Problem to solve: In the lines below, switch every "dot" to "point" and leave the rest as it is.

[Start]

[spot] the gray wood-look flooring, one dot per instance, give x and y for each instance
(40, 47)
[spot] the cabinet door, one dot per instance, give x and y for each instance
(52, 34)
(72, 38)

[End]

The answer:
[spot] the gray wood-look flooring, one point per instance, give x and y for each instance
(40, 47)
[spot] the cabinet door, one point per instance, give x and y for each instance
(52, 34)
(72, 38)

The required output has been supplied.